[Region annotation entries]
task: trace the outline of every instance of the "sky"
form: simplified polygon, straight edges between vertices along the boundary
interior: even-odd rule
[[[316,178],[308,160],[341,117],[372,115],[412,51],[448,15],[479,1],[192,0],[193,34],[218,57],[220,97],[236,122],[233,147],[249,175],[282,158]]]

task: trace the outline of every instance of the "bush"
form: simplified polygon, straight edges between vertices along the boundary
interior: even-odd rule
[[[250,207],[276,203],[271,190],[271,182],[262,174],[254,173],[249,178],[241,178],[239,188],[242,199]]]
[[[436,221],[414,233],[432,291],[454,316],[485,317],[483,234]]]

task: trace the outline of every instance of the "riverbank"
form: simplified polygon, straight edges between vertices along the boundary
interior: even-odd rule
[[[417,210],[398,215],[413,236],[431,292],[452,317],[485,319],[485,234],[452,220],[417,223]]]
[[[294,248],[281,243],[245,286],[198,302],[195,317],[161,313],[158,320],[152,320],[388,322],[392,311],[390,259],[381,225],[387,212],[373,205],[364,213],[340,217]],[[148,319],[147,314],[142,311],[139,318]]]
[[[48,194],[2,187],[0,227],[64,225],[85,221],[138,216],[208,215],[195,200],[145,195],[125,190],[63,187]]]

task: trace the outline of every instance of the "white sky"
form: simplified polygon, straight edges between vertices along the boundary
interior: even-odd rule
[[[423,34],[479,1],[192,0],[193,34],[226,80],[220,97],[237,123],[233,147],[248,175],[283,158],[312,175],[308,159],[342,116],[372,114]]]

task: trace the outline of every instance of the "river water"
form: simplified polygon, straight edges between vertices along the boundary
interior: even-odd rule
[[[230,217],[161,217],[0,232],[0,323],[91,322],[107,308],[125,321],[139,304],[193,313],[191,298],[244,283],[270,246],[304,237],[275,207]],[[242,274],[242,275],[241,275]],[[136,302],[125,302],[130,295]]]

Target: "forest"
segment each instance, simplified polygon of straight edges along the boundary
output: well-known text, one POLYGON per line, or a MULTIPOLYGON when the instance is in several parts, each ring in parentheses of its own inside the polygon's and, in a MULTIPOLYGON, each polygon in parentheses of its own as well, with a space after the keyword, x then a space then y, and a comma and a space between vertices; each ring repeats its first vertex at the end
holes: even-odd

■ Goal ■
Collect each line of the items above that contains the string "every".

■ Written answer ■
task: trace the outline of every instance of the "sky"
task: trace the outline of every instance of the "bush"
task: trace the outline of every instance of the "riverbank"
task: trace the outline of every instance of the "white sky"
task: trace the outline of every instance of the "river water"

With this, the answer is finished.